### YOUR ASSIGNMENT
Using the records below, copy out exactly the line that contains "positive clicks: (202, 412)" and every line that follows it, up to and including the last, and no others.

[Items from a data source]
============

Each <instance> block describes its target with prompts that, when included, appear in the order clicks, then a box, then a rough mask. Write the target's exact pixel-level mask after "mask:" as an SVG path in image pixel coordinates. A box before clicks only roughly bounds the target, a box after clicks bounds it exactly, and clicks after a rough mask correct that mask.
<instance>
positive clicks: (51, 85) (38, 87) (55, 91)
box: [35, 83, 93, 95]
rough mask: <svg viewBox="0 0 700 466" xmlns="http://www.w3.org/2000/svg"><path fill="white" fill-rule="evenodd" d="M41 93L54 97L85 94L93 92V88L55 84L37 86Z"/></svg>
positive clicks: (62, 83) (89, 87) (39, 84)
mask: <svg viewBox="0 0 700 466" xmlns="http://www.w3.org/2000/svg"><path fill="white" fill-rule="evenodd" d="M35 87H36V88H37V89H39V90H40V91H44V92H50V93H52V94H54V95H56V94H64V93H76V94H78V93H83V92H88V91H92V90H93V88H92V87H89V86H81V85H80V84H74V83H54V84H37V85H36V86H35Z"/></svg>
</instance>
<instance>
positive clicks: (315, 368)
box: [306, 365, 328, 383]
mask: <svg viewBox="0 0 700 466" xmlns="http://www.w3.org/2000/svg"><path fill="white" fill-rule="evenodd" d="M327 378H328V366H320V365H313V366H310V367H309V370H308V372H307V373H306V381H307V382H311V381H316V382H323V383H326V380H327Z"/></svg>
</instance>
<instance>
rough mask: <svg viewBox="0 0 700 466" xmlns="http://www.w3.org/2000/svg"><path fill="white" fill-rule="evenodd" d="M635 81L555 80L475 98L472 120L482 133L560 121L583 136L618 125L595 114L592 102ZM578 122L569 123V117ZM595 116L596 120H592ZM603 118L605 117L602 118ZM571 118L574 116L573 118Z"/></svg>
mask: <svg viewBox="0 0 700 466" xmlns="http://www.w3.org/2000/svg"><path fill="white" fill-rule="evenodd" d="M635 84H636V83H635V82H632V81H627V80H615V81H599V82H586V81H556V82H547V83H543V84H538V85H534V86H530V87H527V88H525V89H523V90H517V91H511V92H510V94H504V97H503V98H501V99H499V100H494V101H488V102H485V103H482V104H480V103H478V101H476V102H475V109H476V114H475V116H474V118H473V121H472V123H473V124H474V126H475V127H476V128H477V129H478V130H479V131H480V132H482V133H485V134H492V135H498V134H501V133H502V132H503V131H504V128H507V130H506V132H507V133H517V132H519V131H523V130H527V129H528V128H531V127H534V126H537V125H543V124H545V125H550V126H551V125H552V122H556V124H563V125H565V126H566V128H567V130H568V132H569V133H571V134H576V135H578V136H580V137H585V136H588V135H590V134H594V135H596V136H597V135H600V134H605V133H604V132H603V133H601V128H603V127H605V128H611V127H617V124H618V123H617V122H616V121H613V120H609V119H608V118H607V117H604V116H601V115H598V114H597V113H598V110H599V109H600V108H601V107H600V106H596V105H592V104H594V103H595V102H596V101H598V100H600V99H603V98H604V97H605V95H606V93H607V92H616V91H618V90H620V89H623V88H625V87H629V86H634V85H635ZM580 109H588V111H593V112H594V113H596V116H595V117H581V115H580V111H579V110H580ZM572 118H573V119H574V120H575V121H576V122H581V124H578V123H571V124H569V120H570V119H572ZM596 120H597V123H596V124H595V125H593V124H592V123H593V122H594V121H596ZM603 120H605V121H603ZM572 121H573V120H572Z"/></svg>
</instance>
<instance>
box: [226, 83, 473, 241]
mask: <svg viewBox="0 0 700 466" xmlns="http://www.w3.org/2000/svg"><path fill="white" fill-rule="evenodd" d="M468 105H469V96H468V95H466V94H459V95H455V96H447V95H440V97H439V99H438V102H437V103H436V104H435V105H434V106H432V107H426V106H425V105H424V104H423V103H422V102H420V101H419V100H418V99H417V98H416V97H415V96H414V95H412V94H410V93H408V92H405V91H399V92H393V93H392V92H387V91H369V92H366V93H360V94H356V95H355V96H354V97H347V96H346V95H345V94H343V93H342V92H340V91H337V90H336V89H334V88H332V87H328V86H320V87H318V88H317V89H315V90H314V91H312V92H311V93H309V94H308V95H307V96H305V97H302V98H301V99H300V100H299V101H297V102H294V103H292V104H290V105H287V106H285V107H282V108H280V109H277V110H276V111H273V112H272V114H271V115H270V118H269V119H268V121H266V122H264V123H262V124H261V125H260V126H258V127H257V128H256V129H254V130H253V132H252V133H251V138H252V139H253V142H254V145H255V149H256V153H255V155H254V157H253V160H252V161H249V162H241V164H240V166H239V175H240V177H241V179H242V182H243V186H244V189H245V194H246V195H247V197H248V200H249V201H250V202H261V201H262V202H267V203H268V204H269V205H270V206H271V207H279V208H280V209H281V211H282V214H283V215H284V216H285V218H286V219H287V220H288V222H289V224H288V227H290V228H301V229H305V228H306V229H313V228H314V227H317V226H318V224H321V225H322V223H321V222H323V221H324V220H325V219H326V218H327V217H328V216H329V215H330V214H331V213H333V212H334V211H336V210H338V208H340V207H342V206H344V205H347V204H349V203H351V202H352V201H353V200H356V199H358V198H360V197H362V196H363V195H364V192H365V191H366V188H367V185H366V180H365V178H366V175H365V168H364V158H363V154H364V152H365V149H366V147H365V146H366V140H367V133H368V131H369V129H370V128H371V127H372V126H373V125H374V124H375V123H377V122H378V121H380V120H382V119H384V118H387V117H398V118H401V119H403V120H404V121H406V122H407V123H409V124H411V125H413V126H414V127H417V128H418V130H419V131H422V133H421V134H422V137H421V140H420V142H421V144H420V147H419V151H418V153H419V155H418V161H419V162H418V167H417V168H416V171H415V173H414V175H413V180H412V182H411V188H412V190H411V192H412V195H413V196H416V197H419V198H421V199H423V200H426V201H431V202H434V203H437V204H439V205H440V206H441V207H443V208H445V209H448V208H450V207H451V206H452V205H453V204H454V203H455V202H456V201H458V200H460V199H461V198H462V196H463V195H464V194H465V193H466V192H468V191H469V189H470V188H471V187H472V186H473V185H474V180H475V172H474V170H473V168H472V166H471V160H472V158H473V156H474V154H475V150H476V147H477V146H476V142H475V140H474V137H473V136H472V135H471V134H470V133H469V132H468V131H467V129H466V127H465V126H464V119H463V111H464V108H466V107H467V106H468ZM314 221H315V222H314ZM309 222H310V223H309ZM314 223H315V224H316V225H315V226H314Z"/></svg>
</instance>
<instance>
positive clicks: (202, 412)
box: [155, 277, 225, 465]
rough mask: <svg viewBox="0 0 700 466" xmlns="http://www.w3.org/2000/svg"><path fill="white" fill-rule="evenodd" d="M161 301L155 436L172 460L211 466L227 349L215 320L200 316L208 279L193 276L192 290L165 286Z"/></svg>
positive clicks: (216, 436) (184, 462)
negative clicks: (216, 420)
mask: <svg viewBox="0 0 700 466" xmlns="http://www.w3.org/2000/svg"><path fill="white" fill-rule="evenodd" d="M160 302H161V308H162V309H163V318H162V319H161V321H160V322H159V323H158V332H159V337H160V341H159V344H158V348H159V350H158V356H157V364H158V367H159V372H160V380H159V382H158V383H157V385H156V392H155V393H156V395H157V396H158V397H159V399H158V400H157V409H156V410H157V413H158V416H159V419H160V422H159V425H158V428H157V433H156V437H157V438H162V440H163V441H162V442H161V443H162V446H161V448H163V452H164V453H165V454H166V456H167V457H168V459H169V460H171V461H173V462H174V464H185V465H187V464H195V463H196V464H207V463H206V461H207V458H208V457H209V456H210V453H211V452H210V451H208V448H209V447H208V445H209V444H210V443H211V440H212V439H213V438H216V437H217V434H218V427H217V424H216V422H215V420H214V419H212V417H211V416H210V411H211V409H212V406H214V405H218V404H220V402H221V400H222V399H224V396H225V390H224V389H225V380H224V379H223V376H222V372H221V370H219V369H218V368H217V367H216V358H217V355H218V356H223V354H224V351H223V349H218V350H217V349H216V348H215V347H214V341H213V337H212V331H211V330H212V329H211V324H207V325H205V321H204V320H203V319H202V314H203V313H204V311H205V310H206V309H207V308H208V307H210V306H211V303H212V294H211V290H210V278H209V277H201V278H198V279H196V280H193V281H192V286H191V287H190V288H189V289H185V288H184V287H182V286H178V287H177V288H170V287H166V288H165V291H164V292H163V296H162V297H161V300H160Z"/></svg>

============

### ANSWER TO THIS PROBLEM
positive clicks: (202, 412)
box: [155, 277, 225, 465]
rough mask: <svg viewBox="0 0 700 466" xmlns="http://www.w3.org/2000/svg"><path fill="white" fill-rule="evenodd" d="M161 301L155 436L172 460L211 466L227 349L215 320L200 316L208 279L193 276L192 290L165 286Z"/></svg>
positive clicks: (216, 436) (184, 462)
negative clicks: (216, 420)
mask: <svg viewBox="0 0 700 466" xmlns="http://www.w3.org/2000/svg"><path fill="white" fill-rule="evenodd" d="M160 302H161V308H162V309H163V318H162V319H161V321H160V322H159V323H158V332H159V337H160V341H159V344H158V348H159V350H158V356H157V364H158V367H159V372H160V380H159V382H158V383H157V385H156V392H155V393H156V395H157V396H158V397H159V399H158V400H157V409H156V410H157V413H158V416H159V419H160V422H159V425H158V428H157V433H156V437H157V438H162V440H163V441H162V442H161V443H162V446H161V448H163V452H164V453H165V454H166V456H167V457H168V459H169V460H171V461H173V462H174V464H185V465H187V464H195V463H196V464H207V463H206V461H207V458H208V457H209V456H210V453H211V452H210V451H208V448H209V447H208V445H209V444H210V443H211V440H212V439H213V438H216V437H217V434H218V427H217V424H216V422H215V420H214V419H212V417H211V416H210V411H211V409H212V406H214V405H218V404H220V402H221V400H222V399H224V396H225V390H224V389H225V380H224V379H223V376H222V372H221V370H219V369H218V368H217V367H216V358H217V355H218V356H223V354H224V351H223V349H218V350H217V349H216V348H215V347H214V341H213V337H212V331H211V330H212V329H211V324H207V325H205V321H204V320H203V319H202V314H203V313H204V311H205V310H206V309H207V308H208V307H210V306H211V303H212V294H211V290H210V278H209V277H201V278H198V279H196V280H193V281H192V286H191V287H190V288H189V289H185V288H184V287H182V286H178V287H177V288H170V287H166V288H165V291H164V292H163V296H162V297H161V300H160Z"/></svg>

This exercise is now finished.